--- Material provided Enclosed Below ---

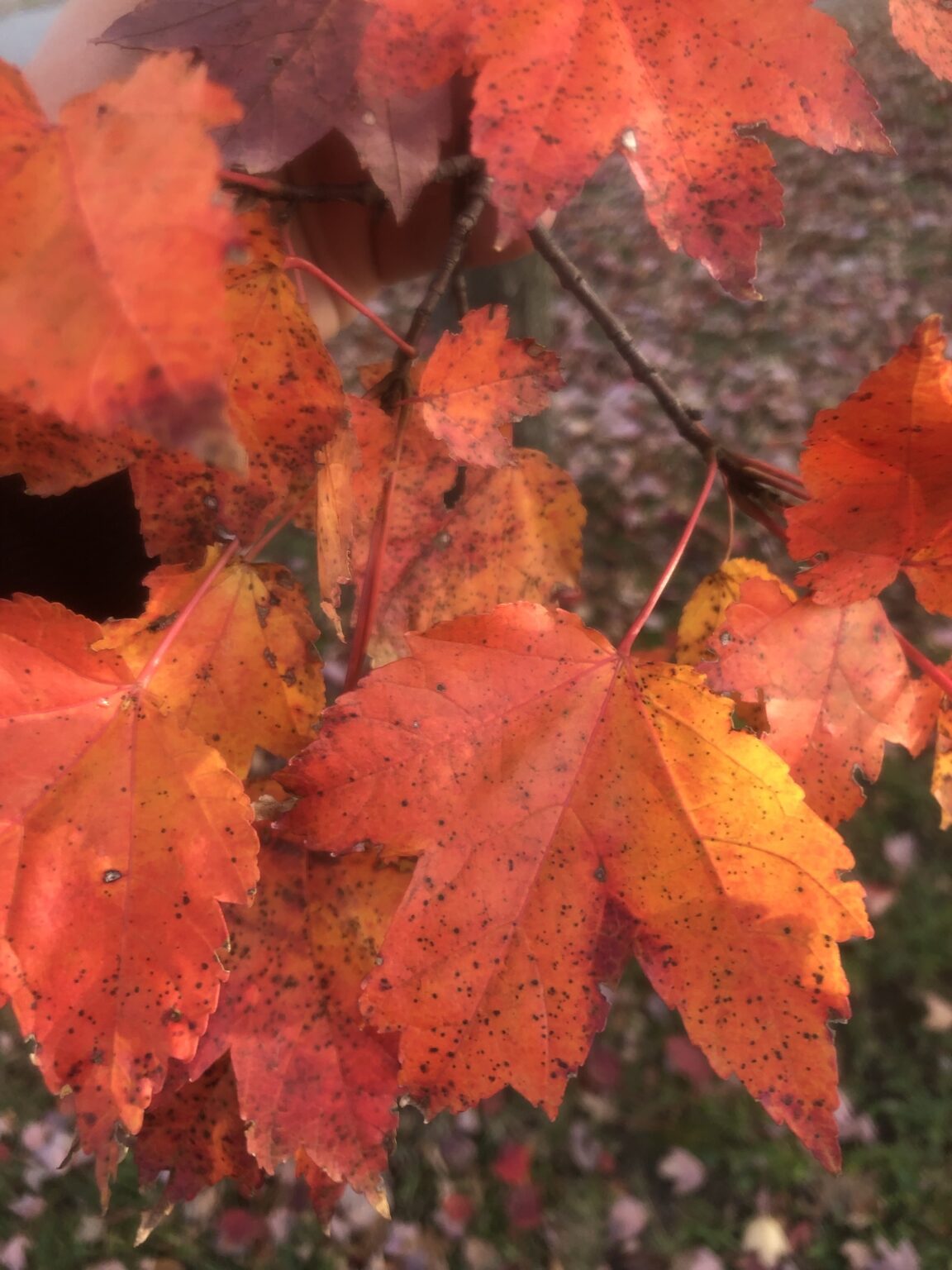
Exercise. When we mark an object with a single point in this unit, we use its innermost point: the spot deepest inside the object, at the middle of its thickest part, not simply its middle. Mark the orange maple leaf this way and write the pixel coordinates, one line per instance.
(244, 671)
(558, 87)
(122, 833)
(924, 28)
(835, 685)
(512, 533)
(478, 381)
(312, 1078)
(284, 400)
(703, 614)
(196, 1132)
(878, 471)
(112, 243)
(541, 776)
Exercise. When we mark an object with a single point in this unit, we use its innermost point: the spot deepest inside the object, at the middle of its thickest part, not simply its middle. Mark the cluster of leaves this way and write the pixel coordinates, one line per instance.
(433, 897)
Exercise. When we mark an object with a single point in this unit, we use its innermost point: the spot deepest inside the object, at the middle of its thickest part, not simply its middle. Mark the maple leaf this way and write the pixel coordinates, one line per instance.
(924, 28)
(512, 533)
(310, 1076)
(478, 380)
(835, 685)
(284, 400)
(942, 765)
(539, 775)
(54, 456)
(244, 671)
(293, 68)
(878, 473)
(194, 1130)
(559, 87)
(112, 241)
(703, 614)
(121, 834)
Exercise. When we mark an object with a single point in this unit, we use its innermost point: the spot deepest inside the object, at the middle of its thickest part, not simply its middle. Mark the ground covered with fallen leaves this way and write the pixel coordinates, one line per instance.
(653, 1163)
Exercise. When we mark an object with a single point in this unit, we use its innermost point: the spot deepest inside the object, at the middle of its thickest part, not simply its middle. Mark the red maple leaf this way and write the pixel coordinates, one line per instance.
(539, 775)
(120, 300)
(478, 381)
(293, 68)
(122, 833)
(559, 88)
(878, 471)
(835, 685)
(312, 1078)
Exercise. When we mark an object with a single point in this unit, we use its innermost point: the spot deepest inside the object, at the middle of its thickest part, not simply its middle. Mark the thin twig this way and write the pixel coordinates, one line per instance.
(745, 476)
(364, 192)
(298, 262)
(461, 296)
(459, 235)
(369, 602)
(649, 606)
(683, 418)
(395, 397)
(322, 192)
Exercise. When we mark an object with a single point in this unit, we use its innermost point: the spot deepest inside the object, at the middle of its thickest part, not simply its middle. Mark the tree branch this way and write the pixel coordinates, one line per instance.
(745, 476)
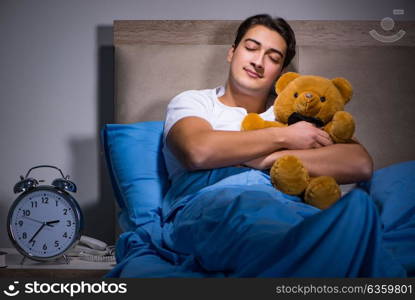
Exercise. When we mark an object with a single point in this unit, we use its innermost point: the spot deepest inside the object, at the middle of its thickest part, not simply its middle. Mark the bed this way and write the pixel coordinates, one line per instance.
(369, 233)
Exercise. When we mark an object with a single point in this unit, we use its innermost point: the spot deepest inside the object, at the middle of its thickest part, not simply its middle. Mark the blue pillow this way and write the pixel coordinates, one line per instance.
(133, 153)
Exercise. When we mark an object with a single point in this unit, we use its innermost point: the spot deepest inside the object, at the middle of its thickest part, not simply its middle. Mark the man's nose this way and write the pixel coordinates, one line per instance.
(258, 61)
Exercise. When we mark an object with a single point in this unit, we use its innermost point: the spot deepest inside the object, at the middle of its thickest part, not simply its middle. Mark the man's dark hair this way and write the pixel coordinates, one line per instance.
(278, 24)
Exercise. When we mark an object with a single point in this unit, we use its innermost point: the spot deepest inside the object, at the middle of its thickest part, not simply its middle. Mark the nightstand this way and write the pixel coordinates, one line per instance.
(77, 268)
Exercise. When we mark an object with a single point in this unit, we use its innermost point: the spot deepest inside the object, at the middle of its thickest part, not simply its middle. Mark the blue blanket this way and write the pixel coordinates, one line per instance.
(231, 222)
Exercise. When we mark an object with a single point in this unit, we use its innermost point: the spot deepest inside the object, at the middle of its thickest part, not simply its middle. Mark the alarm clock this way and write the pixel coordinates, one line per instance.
(44, 221)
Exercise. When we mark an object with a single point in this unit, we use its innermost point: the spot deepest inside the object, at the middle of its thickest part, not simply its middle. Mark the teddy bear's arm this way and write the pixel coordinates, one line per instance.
(254, 121)
(341, 128)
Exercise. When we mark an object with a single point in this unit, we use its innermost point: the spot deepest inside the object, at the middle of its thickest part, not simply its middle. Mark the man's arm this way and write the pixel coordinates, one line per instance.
(347, 163)
(198, 146)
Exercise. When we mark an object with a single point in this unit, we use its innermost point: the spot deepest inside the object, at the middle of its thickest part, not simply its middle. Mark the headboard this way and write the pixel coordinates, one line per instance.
(156, 60)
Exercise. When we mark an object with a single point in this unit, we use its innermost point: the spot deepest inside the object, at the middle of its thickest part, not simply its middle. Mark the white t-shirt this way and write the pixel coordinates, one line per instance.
(204, 104)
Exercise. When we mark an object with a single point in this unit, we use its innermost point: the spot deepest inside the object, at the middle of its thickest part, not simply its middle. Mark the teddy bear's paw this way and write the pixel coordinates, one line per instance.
(322, 192)
(252, 122)
(342, 127)
(289, 175)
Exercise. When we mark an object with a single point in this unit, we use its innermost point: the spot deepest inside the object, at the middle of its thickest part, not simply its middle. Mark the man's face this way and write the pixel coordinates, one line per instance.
(257, 60)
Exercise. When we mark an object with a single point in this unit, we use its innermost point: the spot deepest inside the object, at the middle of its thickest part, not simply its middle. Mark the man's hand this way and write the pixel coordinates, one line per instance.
(304, 135)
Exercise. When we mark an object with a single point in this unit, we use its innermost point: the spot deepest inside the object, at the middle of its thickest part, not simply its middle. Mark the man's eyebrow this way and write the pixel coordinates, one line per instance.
(270, 49)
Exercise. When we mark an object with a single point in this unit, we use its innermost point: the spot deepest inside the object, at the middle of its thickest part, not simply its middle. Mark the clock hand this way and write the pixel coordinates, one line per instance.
(52, 222)
(43, 225)
(33, 219)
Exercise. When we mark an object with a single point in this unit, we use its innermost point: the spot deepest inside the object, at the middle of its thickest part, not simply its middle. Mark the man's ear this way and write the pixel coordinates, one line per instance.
(284, 80)
(231, 50)
(344, 87)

--- End of Enclosed Material provided ---

_Instructions for the task_: Write out the material above again, word for word, minus its pictures.

_Response to the task_:
Exercise. When we mark an object with a single point in this unit, we use its innermost point: the spot deepest inside the object, at the middle of its thickest part, not simply its middle. Mark the orange maple leaf this way and write the pixel coordinates, one line per instance.
(244, 671)
(558, 87)
(122, 833)
(924, 28)
(835, 685)
(512, 533)
(478, 381)
(312, 1078)
(284, 400)
(703, 614)
(196, 1132)
(878, 471)
(112, 243)
(541, 776)
Exercise. When we mark an object with a single point in this unit, we use its innermost point: the spot deepest inside the object, at the middle of its thickest part, not simply its middle. Mark the cluster of leaves this way and write the pixel coordinates, one line per instance.
(433, 897)
Exercise. When we mark an object with a single point in this unit, we use its innermost point: the spot deepest inside the object, at the middle of its thickest part, not simply its middle. Mark the maple leaf this way and write the pixel coordinates, one line per instance.
(924, 28)
(512, 533)
(310, 1076)
(478, 380)
(835, 685)
(284, 400)
(942, 765)
(539, 775)
(54, 456)
(244, 671)
(293, 68)
(878, 473)
(194, 1130)
(559, 87)
(112, 241)
(703, 614)
(121, 834)
Exercise. When we mark an object with a single point in this unit, we use its innermost point: the spot deepest inside the object, at the middle of its thickest part, not simply its middle. Mark the ground covered with fallen leaves this way and write the pixel coordinates, one line per instance.
(653, 1163)
Exercise. When we mark an object with a single point in this unit, we use its innermost point: the spot deepest inside the object, at the middle of its thickest part, not simply its middle. Mark the red maple leaf this way and write the pixel coordinates, one line per instance.
(539, 775)
(120, 300)
(478, 381)
(293, 68)
(122, 833)
(559, 88)
(878, 471)
(835, 685)
(312, 1078)
Exercise. When we mark an object with a single point in this unit, we use its innermost point: the spot deepest inside the object, at the middle of its thickest part, not simply its middle. Mark the thin twig this way and write the pixel coordinates, one line per instance.
(745, 476)
(364, 192)
(298, 262)
(461, 296)
(459, 235)
(369, 602)
(649, 606)
(683, 418)
(395, 397)
(322, 192)
Exercise. When we mark an object with a single point in this unit, we use its innermost point: the spot deepest inside the object, at the middle of its thickest part, not simply its middle. Mark the tree branch this way and write the pixel coordinates, one line per instance.
(745, 476)
Exercise. When we mark an object with a single point in this unit, we use its innermost point: the spot deepest inside the object, at the middle of its thickest part, not simply its middle. Mark the bed this way and write the pixel coordinates, one line per instance.
(369, 233)
Exercise. When we mark an object with a single point in this unit, we use its innermost point: the spot deepest inside the object, at the middle of its thickest part, not simply its middle. Mark the blue pillow this way and write the pixel coordinates, one line per instance.
(133, 153)
Exercise. When we mark an object with a single point in this unit, we use its innermost point: the spot deepest inside the object, at the middle of its thickest part, not simply its middle. Mark the man's nose this way and write the pixel coordinates, one line per instance.
(258, 61)
Exercise. When we mark an object with a single point in this unit, we use its innermost point: the spot deepest inside the object, at the middle of its thickest part, not simply its middle. Mark the man's dark hair this way and write the pixel coordinates, one line per instance.
(278, 24)
Exercise. When we mark an object with a single point in this unit, we use its innermost point: the spot deepest inside the object, at the middle of its thickest part, not simply its middle. Mark the nightstand this way and write the pixel coordinates, one line per instance.
(77, 268)
Exercise. When we mark an object with a single point in this unit, we use its innermost point: the spot deepest inside the object, at the middle of its thickest part, not simply its middle. Mark the blue blanket this way and write the pixel coordinates, one line per instance.
(231, 222)
Exercise. When we mark an object with a single point in this unit, we use its innermost point: the spot deepest inside the object, at the middle of its thickest part, not simply its middle. Mark the alarm clock this way and write the pixel coordinates, one line per instance.
(44, 221)
Exercise. When we mark an object with a single point in this unit, we use its innermost point: the spot deepest inside the object, at the middle of its thickest part, not simply its middle. Mark the teddy bear's arm this way and write the pixel coordinates, one line per instance.
(254, 121)
(341, 128)
Exercise. When we mark an object with a single point in this unit, we use its innermost point: the spot deepest inside the object, at the middle of its thickest part, not simply its middle. Mark the man's arm this way and write the pixel coordinates, one line per instance.
(347, 163)
(198, 146)
Exercise. When we mark an object with a single point in this unit, we use its innermost point: the spot deepest inside the object, at the middle of its thickest part, not simply its middle. Mark the headboard this way and write the pixel coordinates, one line per instance.
(156, 60)
Exercise. When we mark an object with a single point in this unit, we use its innermost point: the spot deepest inside the object, at the middle of its thickest part, not simply its middle. Mark the white t-shirt this way and write the pixel coordinates, one line per instance.
(204, 104)
Exercise. When we mark an object with a single point in this unit, we use its innermost point: the spot deepest inside the object, at the middle of its thickest part, not simply its middle. Mark the teddy bear's paw this way and write the pixel coordinates, one line per instance.
(322, 192)
(252, 122)
(342, 127)
(289, 175)
Exercise. When we mark an object with a single point in this unit, we use its innermost point: the spot deepest inside the object, at the middle of its thickest part, not simply its middle. Mark the man's face this way and write the pixel coordinates, one line per instance.
(257, 60)
Exercise. When we mark an object with a single point in this unit, we use its innermost point: the spot deepest inside the object, at the middle of its thickest part, not simply its middle. Mark the man's hand this way and write the pixel coordinates, one line per instance.
(304, 135)
Exercise. When we mark an object with a single point in this unit, we use its innermost point: the spot deepest inside the object, at the middle of its thickest part, not simply its middle. Mark the man's eyebrow this way and write the pixel coordinates, one line per instance.
(270, 49)
Exercise. When we mark an object with a single point in this unit, we use its innermost point: the spot deepest inside the object, at the middle of its thickest part, not simply its middle. Mark the clock hand this way and write the pixel coordinates, one line per instance.
(52, 222)
(43, 225)
(33, 219)
Exercise. When we mark an object with a single point in this unit, we use its innermost point: the spot deepest inside the object, at the middle of its thickest part, not simply its middle. Mark the man's ear this way and write the pixel coordinates, one line per instance.
(284, 80)
(231, 50)
(344, 87)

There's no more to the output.